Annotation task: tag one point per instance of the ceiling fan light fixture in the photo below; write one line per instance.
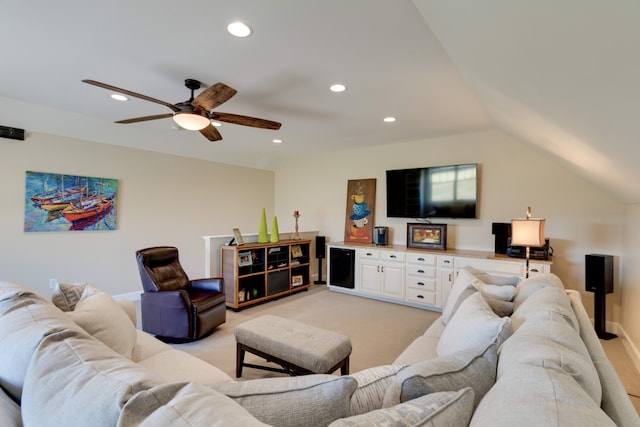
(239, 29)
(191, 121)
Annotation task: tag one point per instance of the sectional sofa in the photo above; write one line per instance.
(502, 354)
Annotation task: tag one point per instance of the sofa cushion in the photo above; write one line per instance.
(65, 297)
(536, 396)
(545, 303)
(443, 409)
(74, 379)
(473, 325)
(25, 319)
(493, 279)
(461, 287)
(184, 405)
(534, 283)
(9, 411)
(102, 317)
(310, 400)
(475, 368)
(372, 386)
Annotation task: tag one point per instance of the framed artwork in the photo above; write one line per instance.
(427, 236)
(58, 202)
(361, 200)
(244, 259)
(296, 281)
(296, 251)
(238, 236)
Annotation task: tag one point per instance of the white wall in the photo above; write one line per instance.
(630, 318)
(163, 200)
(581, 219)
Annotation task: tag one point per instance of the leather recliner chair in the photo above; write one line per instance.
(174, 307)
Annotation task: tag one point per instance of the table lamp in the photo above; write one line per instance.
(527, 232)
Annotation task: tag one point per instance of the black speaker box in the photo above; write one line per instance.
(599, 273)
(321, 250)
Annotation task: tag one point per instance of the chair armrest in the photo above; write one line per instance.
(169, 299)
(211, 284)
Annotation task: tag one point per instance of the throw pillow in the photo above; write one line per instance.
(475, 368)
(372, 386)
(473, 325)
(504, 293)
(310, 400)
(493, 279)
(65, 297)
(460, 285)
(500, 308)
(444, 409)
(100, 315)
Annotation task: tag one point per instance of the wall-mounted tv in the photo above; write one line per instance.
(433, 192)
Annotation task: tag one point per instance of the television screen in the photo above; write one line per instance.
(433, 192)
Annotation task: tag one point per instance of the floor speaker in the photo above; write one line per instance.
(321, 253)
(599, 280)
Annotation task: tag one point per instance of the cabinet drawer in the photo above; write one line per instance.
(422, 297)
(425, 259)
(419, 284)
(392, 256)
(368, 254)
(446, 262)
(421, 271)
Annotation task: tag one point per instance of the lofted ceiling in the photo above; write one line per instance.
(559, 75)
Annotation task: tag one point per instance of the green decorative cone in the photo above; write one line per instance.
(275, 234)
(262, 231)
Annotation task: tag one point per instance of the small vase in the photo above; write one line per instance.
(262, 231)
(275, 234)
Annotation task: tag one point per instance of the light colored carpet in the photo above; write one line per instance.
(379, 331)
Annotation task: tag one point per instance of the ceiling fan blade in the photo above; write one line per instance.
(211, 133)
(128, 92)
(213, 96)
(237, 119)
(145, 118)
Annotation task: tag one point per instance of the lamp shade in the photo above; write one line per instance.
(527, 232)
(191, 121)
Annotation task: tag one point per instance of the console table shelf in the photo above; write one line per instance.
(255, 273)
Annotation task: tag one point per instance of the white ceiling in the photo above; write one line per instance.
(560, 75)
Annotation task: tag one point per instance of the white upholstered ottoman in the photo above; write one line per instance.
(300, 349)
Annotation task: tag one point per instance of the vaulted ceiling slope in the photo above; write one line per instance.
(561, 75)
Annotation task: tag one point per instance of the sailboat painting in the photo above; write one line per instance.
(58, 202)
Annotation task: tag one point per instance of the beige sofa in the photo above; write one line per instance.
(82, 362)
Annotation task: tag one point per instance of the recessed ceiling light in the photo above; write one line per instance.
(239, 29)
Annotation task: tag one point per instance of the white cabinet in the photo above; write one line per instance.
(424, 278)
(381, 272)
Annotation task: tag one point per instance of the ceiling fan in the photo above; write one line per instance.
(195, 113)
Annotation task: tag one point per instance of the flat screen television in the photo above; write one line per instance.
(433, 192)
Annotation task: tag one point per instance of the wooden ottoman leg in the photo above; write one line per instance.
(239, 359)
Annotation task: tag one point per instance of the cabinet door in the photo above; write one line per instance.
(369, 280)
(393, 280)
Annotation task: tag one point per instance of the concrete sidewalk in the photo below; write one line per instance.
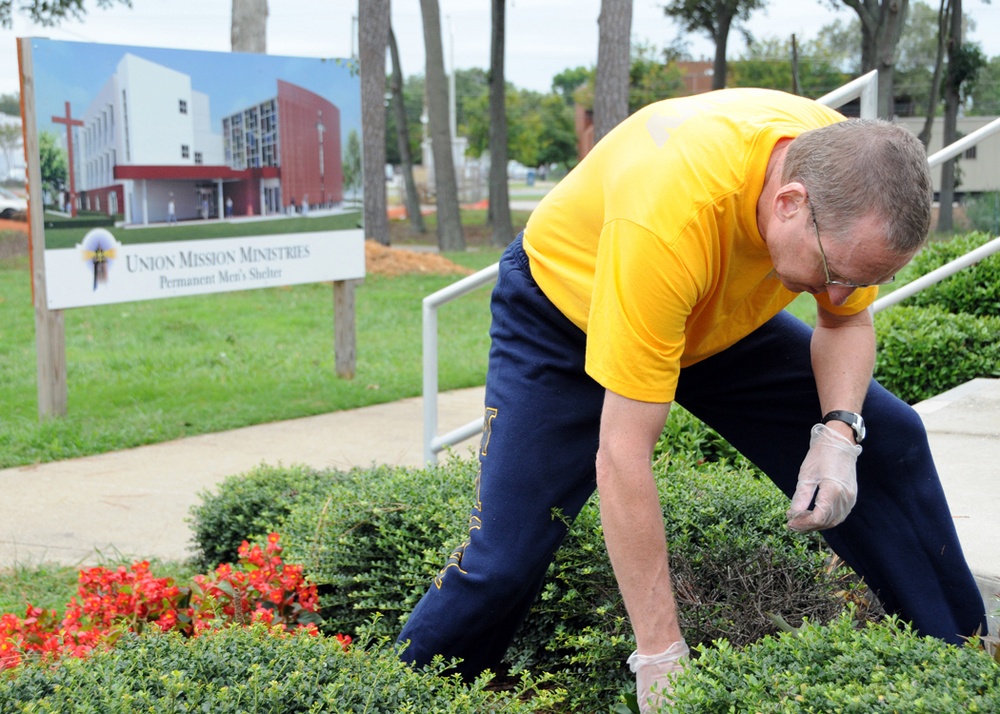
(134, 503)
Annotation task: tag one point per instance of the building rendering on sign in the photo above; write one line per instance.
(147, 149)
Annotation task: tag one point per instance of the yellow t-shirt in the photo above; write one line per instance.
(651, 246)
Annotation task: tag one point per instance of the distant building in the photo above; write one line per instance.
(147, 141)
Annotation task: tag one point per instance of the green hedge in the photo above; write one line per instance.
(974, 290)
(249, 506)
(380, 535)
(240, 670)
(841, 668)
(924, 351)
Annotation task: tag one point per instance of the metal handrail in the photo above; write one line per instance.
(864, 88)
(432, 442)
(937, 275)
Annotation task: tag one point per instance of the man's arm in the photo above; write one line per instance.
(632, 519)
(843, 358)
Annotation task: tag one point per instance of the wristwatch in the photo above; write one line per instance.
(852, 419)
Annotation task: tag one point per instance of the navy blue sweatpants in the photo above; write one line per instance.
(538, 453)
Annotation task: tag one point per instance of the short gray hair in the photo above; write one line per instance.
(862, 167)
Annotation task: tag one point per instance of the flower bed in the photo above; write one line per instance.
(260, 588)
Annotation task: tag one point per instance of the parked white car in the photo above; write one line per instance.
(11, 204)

———

### BRIEF
Starting with the line that contains "Annotation task: tag one point per instance of the flower", restate every line through the end of the records above, exactly and with no other lines.

### SOLVED PROBLEM
Annotation task: tag one point per instance of the flower bed in the photo above; write one line per instance.
(260, 588)
Annotation task: tag one point per instance of the parked white car in the photo above; write one line per instance.
(11, 204)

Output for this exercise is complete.